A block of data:
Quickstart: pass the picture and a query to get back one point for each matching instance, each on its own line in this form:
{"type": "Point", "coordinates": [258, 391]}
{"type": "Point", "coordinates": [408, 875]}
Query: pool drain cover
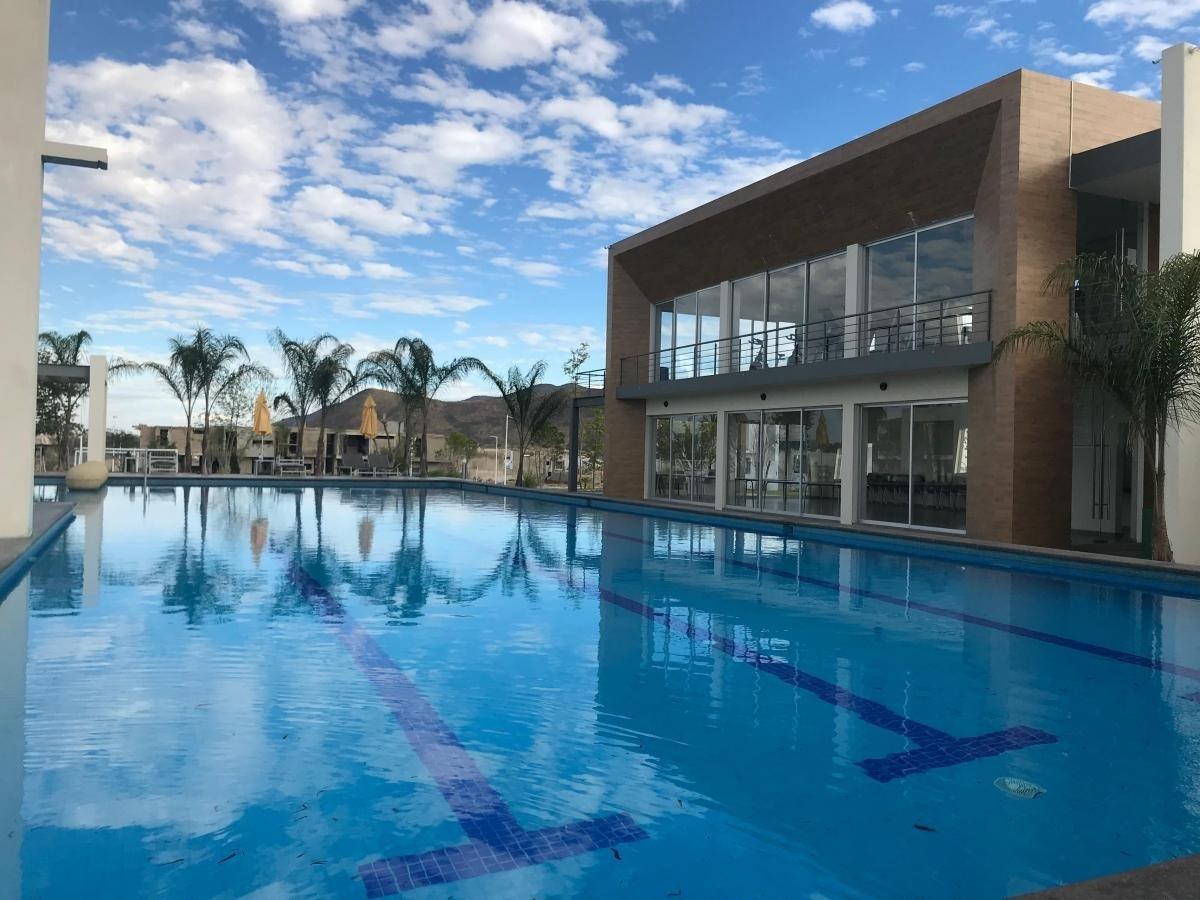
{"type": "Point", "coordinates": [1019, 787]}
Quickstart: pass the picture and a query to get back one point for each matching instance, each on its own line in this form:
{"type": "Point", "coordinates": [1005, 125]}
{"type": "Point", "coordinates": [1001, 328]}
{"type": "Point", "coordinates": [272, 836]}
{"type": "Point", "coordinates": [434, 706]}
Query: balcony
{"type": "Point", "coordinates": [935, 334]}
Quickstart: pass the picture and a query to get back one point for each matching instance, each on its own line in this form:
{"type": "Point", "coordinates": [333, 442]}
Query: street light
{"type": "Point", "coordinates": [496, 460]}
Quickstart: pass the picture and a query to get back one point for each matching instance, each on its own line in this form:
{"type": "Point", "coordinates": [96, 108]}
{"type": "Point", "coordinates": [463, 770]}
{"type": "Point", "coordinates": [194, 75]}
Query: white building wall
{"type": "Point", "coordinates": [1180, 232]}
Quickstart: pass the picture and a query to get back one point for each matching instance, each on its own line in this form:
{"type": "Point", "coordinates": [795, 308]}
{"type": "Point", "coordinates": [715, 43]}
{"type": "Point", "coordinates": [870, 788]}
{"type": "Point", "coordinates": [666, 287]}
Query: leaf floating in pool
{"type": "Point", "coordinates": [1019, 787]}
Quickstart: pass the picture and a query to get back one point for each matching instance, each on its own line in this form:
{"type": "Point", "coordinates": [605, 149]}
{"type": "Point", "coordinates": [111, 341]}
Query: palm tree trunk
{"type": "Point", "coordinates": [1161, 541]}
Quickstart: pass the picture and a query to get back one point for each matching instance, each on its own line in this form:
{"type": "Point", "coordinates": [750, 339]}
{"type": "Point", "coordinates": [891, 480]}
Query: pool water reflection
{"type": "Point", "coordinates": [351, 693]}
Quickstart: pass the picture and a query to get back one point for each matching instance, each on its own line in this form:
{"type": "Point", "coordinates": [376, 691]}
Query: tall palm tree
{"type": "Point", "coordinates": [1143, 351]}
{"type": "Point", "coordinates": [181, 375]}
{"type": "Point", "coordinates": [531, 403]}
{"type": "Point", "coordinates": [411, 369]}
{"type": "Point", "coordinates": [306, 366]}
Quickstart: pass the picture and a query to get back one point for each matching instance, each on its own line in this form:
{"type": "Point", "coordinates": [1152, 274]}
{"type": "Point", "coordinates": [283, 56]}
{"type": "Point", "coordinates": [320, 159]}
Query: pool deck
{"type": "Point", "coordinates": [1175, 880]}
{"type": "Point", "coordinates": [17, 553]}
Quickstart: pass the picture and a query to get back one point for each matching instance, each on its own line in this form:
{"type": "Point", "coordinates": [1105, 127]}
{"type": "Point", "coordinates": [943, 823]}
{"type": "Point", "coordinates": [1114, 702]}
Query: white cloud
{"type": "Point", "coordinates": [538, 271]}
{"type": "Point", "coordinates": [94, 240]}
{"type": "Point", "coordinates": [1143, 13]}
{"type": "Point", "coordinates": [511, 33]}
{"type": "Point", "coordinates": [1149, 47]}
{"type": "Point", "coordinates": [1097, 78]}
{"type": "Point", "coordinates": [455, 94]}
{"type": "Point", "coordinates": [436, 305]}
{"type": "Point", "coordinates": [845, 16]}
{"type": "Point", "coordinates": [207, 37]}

▸ **TASK INSTRUCTIONS**:
Transcribe the records above exactly as they appear, leaving out any pictures.

▸ **ANSWER TO THE EXERCISE**:
Quickstart: pass the picture and a query to get back one point for each matching instance, each on its own line in this form:
{"type": "Point", "coordinates": [258, 391]}
{"type": "Point", "coordinates": [408, 875]}
Query: pool drain cover
{"type": "Point", "coordinates": [1019, 787]}
Quickstart: pass the picture and a query to get back one point for each matching instance, each on its own line in this form:
{"type": "Point", "coordinates": [1005, 125]}
{"type": "Point", "coordinates": [1001, 328]}
{"type": "Point", "coordinates": [272, 836]}
{"type": "Point", "coordinates": [434, 706]}
Query: balcony
{"type": "Point", "coordinates": [935, 334]}
Quickstart: pass the picture and a query to get back one point for each matching instance, each on its own line in this form:
{"type": "Point", "coordinates": [333, 442]}
Query: street light
{"type": "Point", "coordinates": [496, 460]}
Quickstart: pass the picture and a query to get back one point for each matching instance, each on its own line in this form:
{"type": "Point", "coordinates": [96, 108]}
{"type": "Point", "coordinates": [463, 770]}
{"type": "Point", "coordinates": [194, 75]}
Query: white building wall
{"type": "Point", "coordinates": [1180, 232]}
Quickstart: pass the picture and a query to get back one point for each matching instance, each on its own line in this form:
{"type": "Point", "coordinates": [795, 308]}
{"type": "Point", "coordinates": [715, 43]}
{"type": "Point", "coordinates": [870, 788]}
{"type": "Point", "coordinates": [666, 287]}
Query: leaf floating in pool
{"type": "Point", "coordinates": [1019, 787]}
Quickstart: pass the picture and a query to get back one point for each matching instance, each on its own line in this form:
{"type": "Point", "coordinates": [605, 149]}
{"type": "Point", "coordinates": [111, 341]}
Query: palm tree trunk
{"type": "Point", "coordinates": [1161, 541]}
Quickstart: pass the picture and a query to get back one point for each matching instance, each on its own line in this form:
{"type": "Point", "coordinates": [750, 339]}
{"type": "Point", "coordinates": [891, 480]}
Query: pool water reflection
{"type": "Point", "coordinates": [351, 693]}
Quickstart: pass the picture and a query to get back one point for each matching instance, each on its own line in this form:
{"type": "Point", "coordinates": [376, 691]}
Query: tall palm tree
{"type": "Point", "coordinates": [1143, 351]}
{"type": "Point", "coordinates": [181, 375]}
{"type": "Point", "coordinates": [531, 403]}
{"type": "Point", "coordinates": [411, 369]}
{"type": "Point", "coordinates": [306, 366]}
Quickstart: pass the picture and a query to get back one point for each matching instance, each on its own line in this form:
{"type": "Point", "coordinates": [1152, 274]}
{"type": "Point", "coordinates": [283, 56]}
{"type": "Point", "coordinates": [320, 159]}
Query: pool deck
{"type": "Point", "coordinates": [1175, 880]}
{"type": "Point", "coordinates": [17, 553]}
Quickstart: pass the picture and a query to get back one point for each matching instance, each on its own line in this form:
{"type": "Point", "coordinates": [1105, 127]}
{"type": "Point", "coordinates": [943, 823]}
{"type": "Point", "coordinates": [1114, 702]}
Query: white cloud
{"type": "Point", "coordinates": [538, 271]}
{"type": "Point", "coordinates": [94, 240]}
{"type": "Point", "coordinates": [1143, 13]}
{"type": "Point", "coordinates": [511, 33]}
{"type": "Point", "coordinates": [1149, 47]}
{"type": "Point", "coordinates": [1097, 78]}
{"type": "Point", "coordinates": [455, 94]}
{"type": "Point", "coordinates": [436, 305]}
{"type": "Point", "coordinates": [845, 16]}
{"type": "Point", "coordinates": [207, 37]}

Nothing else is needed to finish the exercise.